BEST OF 04 >> DEJA VU
Prince
During a pause in the sensational Musicology shows this year, Prince would throw himself on a sofa and open up a copy of Rolling Stone - with his own face on the cover. Twenty years on from Purple Rain, the Purple One was again front page news - this time by swearing he was never again playing his hits on stage. In the process he reminded us just how extraordinary he was in the first place. Plenty of funk fans were happy to party again like it was 1985.
Ancient Romans
In hopes of repeating Gladiator's success, Hollywood went back to the loincloth and breastplate era that sparked such epic treats as the `50s classic, Ben Hur. In Troy, Brad Pitt was an Achilles who had just crawled out of a tanning booth. In Alexander, Colin Farrell quit raising hell long enough to conquer the world. Perhaps the most chilling costuming was in Passion of the Christ; it's not every set that includes a crown of thorns and a cross.
Joss Stone
There's nothing like an old song to lend a new voice authenticity - which is why Christina Aguilera has been wailing "At Last" since 2001. At first listen, Joss Stone seemed like some old soul who had been rescued from obscurity after a lifetime of heartbreak. In fact, the voice behind a steamy cover of the White Stripes' "Fell in Love with a Girl" and the Isley Brothers' "For the Love of You" was a teenager from England.

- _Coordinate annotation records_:
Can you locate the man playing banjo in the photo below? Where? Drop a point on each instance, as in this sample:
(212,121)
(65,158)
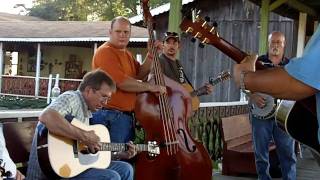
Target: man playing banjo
(262,114)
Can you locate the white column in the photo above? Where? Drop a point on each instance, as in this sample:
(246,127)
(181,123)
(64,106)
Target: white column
(37,80)
(301,33)
(1,64)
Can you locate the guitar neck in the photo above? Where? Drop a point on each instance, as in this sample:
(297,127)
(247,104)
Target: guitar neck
(232,51)
(122,147)
(210,36)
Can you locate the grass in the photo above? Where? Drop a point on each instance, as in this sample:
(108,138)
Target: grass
(13,102)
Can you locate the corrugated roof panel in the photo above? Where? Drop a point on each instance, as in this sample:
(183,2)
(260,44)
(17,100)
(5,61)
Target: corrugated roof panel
(156,11)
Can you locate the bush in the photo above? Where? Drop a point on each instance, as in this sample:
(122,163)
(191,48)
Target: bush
(12,102)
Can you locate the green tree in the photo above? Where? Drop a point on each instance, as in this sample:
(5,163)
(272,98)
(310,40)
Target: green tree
(82,10)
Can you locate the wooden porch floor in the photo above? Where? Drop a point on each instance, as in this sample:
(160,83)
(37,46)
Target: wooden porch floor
(307,169)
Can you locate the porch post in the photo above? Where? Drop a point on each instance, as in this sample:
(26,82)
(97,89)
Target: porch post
(301,33)
(1,64)
(95,46)
(175,18)
(37,79)
(264,19)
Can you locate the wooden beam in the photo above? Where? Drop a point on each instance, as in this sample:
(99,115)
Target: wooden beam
(302,7)
(301,33)
(315,26)
(1,64)
(276,4)
(37,78)
(175,15)
(264,22)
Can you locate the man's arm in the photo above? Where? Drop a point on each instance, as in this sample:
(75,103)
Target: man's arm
(133,85)
(145,68)
(276,82)
(56,124)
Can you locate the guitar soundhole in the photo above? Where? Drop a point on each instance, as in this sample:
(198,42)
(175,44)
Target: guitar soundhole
(87,151)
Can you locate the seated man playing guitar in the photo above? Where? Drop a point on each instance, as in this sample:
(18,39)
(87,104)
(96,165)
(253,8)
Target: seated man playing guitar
(173,69)
(7,167)
(298,80)
(95,90)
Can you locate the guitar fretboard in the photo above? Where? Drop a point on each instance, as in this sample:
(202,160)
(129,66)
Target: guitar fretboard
(122,147)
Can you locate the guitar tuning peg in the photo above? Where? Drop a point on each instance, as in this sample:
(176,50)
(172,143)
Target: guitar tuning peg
(214,24)
(207,18)
(201,45)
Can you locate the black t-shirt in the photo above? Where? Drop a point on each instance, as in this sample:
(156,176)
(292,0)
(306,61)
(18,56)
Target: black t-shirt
(172,69)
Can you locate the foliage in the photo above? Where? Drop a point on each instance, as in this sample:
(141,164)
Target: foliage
(12,102)
(83,10)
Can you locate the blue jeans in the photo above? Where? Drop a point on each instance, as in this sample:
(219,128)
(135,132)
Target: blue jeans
(118,170)
(119,124)
(265,131)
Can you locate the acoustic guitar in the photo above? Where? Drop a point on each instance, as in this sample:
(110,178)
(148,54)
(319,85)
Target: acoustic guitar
(298,119)
(66,158)
(202,90)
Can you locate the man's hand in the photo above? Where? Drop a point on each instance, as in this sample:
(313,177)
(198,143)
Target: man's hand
(19,175)
(92,141)
(157,89)
(247,64)
(157,44)
(130,153)
(258,100)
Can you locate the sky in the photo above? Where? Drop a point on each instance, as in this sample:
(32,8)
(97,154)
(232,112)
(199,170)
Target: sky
(8,6)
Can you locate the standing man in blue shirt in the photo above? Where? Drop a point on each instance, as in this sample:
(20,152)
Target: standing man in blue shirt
(299,79)
(264,126)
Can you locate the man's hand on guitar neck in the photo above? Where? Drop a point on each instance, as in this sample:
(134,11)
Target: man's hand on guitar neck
(247,64)
(206,89)
(19,175)
(90,139)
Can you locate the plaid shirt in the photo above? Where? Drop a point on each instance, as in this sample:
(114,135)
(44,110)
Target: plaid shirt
(70,103)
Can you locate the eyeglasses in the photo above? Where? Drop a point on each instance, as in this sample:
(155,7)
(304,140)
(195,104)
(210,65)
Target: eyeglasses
(174,34)
(103,98)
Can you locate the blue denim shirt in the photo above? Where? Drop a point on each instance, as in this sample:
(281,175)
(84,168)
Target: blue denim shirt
(307,68)
(264,59)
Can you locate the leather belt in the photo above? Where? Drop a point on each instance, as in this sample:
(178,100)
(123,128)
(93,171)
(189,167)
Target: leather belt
(129,113)
(268,116)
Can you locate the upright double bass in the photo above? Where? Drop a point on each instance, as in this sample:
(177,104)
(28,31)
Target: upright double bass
(164,119)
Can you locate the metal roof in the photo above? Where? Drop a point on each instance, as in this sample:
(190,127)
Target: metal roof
(62,31)
(291,8)
(156,11)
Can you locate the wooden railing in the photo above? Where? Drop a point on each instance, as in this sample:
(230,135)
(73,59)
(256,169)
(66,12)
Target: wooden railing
(25,85)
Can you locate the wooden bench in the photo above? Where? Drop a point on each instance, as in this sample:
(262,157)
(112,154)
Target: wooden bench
(18,136)
(238,156)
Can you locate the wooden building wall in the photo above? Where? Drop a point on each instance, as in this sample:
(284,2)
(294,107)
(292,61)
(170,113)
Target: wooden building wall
(238,22)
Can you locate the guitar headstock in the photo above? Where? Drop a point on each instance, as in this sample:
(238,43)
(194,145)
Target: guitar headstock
(147,17)
(199,28)
(3,172)
(224,75)
(153,148)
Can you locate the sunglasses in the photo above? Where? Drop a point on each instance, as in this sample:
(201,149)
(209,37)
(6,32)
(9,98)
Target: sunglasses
(172,34)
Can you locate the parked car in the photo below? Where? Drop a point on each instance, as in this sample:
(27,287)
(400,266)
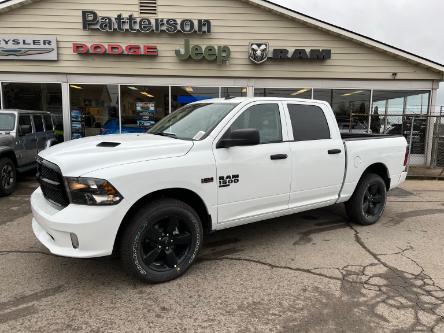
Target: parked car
(23,134)
(211,165)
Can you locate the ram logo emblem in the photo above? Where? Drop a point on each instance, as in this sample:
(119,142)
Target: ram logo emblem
(259,52)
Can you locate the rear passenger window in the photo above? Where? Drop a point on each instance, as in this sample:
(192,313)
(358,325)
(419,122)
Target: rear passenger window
(48,123)
(308,122)
(38,123)
(265,118)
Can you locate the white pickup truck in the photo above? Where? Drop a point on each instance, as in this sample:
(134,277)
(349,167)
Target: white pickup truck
(208,166)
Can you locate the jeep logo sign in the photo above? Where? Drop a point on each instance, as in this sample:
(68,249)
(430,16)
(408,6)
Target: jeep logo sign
(221,54)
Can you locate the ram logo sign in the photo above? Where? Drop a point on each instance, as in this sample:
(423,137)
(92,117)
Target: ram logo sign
(28,48)
(259,52)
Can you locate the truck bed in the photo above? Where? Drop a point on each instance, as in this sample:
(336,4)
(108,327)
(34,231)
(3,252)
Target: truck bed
(364,136)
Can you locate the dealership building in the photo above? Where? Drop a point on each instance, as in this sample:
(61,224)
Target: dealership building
(111,66)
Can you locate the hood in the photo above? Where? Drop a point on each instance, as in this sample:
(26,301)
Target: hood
(77,157)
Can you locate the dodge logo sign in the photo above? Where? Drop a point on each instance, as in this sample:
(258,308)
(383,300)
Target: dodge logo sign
(259,52)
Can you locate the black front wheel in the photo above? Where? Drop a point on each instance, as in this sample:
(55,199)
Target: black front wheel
(162,241)
(368,201)
(8,176)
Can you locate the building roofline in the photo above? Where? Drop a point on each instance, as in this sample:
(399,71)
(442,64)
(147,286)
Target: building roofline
(7,5)
(357,37)
(323,25)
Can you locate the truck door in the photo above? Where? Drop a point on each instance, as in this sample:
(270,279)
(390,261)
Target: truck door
(318,156)
(39,132)
(26,148)
(254,181)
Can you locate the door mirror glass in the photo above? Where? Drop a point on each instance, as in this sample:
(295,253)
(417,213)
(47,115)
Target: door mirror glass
(25,129)
(241,137)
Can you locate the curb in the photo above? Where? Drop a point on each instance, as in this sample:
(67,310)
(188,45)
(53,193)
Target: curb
(425,178)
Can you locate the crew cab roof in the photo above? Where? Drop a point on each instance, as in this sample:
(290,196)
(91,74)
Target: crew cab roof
(238,100)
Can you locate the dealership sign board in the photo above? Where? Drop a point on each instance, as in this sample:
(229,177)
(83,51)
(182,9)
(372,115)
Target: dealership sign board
(28,47)
(115,49)
(120,23)
(219,53)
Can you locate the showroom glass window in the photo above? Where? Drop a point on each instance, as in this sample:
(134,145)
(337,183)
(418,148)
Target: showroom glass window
(351,107)
(392,114)
(181,96)
(304,93)
(233,92)
(142,107)
(36,96)
(94,110)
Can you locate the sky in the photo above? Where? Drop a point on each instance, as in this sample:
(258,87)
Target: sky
(412,25)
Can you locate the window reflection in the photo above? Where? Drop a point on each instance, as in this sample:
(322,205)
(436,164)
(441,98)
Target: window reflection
(143,107)
(94,110)
(181,96)
(233,92)
(283,92)
(393,111)
(351,107)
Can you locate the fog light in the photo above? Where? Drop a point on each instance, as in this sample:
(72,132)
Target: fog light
(74,240)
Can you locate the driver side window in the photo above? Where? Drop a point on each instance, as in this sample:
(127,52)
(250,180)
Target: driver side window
(25,126)
(265,118)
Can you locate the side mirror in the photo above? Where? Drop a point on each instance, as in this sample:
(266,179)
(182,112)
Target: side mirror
(25,129)
(241,137)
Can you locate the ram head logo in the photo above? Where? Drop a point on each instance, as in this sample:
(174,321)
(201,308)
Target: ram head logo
(259,52)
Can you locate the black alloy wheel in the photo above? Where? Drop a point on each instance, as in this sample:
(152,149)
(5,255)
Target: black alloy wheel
(161,241)
(368,201)
(166,244)
(8,176)
(373,201)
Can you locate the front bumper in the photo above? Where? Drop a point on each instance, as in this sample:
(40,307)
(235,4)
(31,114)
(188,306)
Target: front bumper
(95,227)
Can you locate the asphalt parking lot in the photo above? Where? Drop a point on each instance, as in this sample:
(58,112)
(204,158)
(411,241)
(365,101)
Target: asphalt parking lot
(311,272)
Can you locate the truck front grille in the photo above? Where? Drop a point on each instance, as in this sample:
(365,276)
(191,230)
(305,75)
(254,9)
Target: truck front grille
(52,183)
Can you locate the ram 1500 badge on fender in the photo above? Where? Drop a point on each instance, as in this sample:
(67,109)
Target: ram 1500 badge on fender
(210,165)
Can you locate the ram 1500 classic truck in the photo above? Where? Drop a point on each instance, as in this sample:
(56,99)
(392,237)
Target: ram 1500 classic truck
(210,165)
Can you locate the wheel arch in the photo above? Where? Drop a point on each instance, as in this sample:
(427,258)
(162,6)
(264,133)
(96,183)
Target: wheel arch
(185,195)
(381,170)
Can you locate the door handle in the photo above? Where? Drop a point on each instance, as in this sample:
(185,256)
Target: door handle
(279,157)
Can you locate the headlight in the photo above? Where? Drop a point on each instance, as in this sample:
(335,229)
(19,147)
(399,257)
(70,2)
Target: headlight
(92,192)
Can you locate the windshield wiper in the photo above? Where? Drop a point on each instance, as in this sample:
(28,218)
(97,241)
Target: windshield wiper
(170,135)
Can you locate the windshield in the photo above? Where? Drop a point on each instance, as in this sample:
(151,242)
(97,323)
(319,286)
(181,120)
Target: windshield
(7,122)
(193,122)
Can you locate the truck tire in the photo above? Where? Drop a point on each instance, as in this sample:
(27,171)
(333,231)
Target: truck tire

- _COMPLETE THE FOLLOWING_:
(a) According to the Best of 04 roundup, where did the teenager behind Joss Stone's voice come from?
(b) Pick up the Best of 04 roundup right after the close of its Joss Stone entry and keep writing.
The listing is separate material and has no tie to the Best of 04 roundup.

- _ANSWERS TO THE EXERCISE_:
(a) England.

(b)
Vietnam War
This year's presidential election was a timely reminder that the Vietnam War was never really over. Even a junior high social studies class could figure out the parallels between Iraq and Vietnam. But when John Kerry made his 1960s military service central to his campaign - "Reporting for duty," anyone? - he left himself open to a sneak attack from Swift Boat Veterans for Truth, who alleged his war record was all smoke and Agent Orange.
The Pixies
One day the `80s pop-rock heroes were in limbo, the next they were selling out a summer-long tour that found their crazed canon being ravishingly revitalized. Whodathunkit? From their Coachella kick-off to a mid-November gig in Milwaukee, they've wowed the zealots and made new fans - sold a few legal bootlegs of the shows, too. The best part was the "aw-shucks" vibe the band members gave off when they found they were big box office. The same can't be said for Duran Duran's return.
Eternal Sunshine of the Spotless Mind
The year's most ingenious film hung on the premise that you could wipe your ex-lovers from your memory. Screenwriter Charlie Kaufman and director Michel Gondry asked a salient question about romance in 2004: what if you changed your mind midstream? Jim Carrey courted a lifetime of deja vu by erasing blue-haired Kate Winslet from his cortex, and along with the audience, got lost doing mental acrobatics in a funhouse of forgetting.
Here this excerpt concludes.